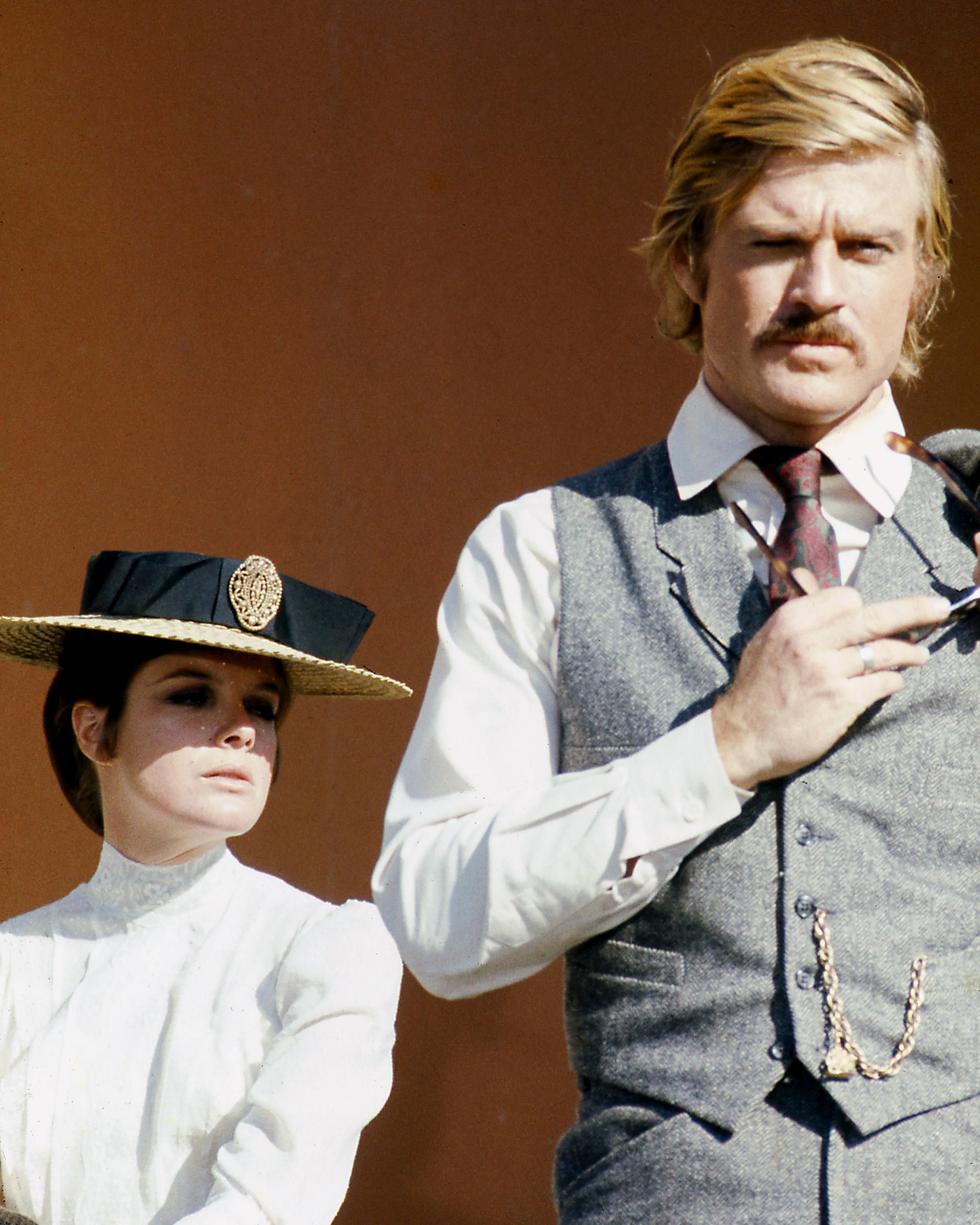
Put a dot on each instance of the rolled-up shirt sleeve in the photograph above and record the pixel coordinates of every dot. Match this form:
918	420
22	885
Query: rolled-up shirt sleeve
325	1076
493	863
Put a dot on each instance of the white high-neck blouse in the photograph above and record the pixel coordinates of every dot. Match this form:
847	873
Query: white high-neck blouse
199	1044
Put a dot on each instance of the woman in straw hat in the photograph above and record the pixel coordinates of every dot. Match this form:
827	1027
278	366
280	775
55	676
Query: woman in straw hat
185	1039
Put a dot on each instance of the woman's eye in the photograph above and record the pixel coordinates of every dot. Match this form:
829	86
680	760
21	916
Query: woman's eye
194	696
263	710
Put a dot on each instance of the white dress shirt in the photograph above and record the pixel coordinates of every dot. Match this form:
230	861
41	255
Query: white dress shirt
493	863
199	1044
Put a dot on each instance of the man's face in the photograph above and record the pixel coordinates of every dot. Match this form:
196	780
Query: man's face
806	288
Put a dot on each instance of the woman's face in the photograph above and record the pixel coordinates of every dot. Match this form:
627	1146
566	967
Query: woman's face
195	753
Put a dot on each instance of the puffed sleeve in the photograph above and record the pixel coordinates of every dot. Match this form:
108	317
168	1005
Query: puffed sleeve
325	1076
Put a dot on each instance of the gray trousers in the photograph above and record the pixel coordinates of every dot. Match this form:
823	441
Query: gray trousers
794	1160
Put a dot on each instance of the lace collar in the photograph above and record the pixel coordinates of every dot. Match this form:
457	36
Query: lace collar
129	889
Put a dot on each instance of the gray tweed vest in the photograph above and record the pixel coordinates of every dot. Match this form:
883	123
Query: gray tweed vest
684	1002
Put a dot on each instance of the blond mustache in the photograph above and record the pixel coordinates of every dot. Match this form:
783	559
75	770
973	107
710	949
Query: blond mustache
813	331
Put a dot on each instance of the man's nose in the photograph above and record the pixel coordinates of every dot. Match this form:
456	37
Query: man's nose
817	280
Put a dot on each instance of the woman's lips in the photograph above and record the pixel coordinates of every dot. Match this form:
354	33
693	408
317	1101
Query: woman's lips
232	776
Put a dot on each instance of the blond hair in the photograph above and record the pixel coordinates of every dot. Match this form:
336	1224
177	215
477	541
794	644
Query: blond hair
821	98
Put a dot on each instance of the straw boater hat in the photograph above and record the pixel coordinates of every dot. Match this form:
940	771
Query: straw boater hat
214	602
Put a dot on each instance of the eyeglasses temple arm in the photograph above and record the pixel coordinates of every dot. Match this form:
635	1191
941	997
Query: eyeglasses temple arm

________________________________________

## WORK INSTRUCTIONS
Could you turn every line of the records above into a JSON list of strings, one string per line, skipping blank lines and leaving out the pictures?

## RIGHT ANSWER
[
  "Put a dot on each instance of the rolled-up shirt sleeve in the photograph above and record the pixel coordinates of every dot. Match this form:",
  "918\t420",
  "22\t885",
  "Query: rolled-up shirt sleeve",
  "325\t1076",
  "493\t863",
  "Put a dot on each instance of the white high-neck blouse in the photograph above and record the pixel coordinates of every dot. Match this form:",
  "847\t873",
  "Query: white high-neck blouse",
  "199\t1044",
  "Put a dot on each instance of the woman in straw hat in the photograph above and record the pixel coordinates of every dot. Match this form:",
  "827\t1027",
  "278\t366",
  "280\t775",
  "55\t676",
  "Query: woman in straw hat",
  "185\t1039",
  "Put a dot on each instance of the woman's eye in the photograph above and record the pixel coordinates of every dot. Match this form:",
  "829\t86",
  "680\t760",
  "21\t916",
  "Query: woman's eye",
  "194\t696",
  "263\t710",
  "Put a dot on each instance of the white dress shirt in the photograph above and record the pixel coordinates of every dot. Match this form:",
  "230\t861",
  "41\t255",
  "Query: white dress shirt",
  "493\t863",
  "199\t1044",
  "Put a dot on each instance of the man's face in the photograph above and record the pixel coordinates of every dot. Match this form:",
  "196\t780",
  "Query: man's face",
  "806\t288",
  "Put a dot on each instance of the woman's face in the photograph above and record the pixel coordinates of every dot. Match this form:",
  "627\t1146",
  "566\t967",
  "Query: woman's face",
  "195\t753",
  "Put a dot on each instance of the puffed sleeve in the photograph above and record the pixel coordinates of every dot. Match this form:",
  "108\t317",
  "168\t1005",
  "Query: puffed sleeve",
  "325\t1076",
  "Put a dot on each instance of the gray trousers in the photograph above and record the pixel coordinates of every dot. Match this form:",
  "823\t441",
  "Query: gray trousers",
  "794\t1160",
  "Put a dot on each instance of the lace collar in the photograph above and record the pixel coordinates of every dot. Match this form:",
  "457\t36",
  "Query: lace collar",
  "129\t889",
  "Put a dot on each instance of the gray tweed vest in the photograph above and record the pixel coordinates of every dot. Match this form:",
  "883\t123",
  "Query: gray tweed vest",
  "684\t1002",
  "Put a dot on each instance of the blond mustache in the photograph above and record the pixel coordinates of every dot. Match this form:",
  "783\t559",
  "75\t770",
  "973\t107",
  "710\t949",
  "Query: blond mustache",
  "813\t331",
  "Put a dot on each instance of the man's nose in the photograph above and record the pixel coordinates of every dot. Match this form:",
  "456\t37",
  "Query: man's nose",
  "817\t280",
  "Put a dot on each instance of the woman's lips in the photograph above and record the pixel coordinates of every dot. Match this form:",
  "354\t33",
  "693\t408",
  "317\t1101",
  "Query: woman's lips",
  "232\t776",
  "Put a dot on each instance of the blond hair in the photograph above and record the pixel coordinates of every dot. Match this form:",
  "336\t1224",
  "177\t215",
  "477\t541",
  "794\t644",
  "Query: blond hair",
  "821\t98",
  "Put a dot on each instance of the straw boater hat in the photograph above and record the pixel coordinates of every dot. Match this form:",
  "940\t771",
  "Query: straw boater hat",
  "214\t602",
  "Put a dot on each instance of the eyeglasses temple arm in the photograph above and record the pixel coordinates of every dot. Match this form:",
  "635\t1191",
  "941\t997",
  "Query: eyeglasses temple arm"
]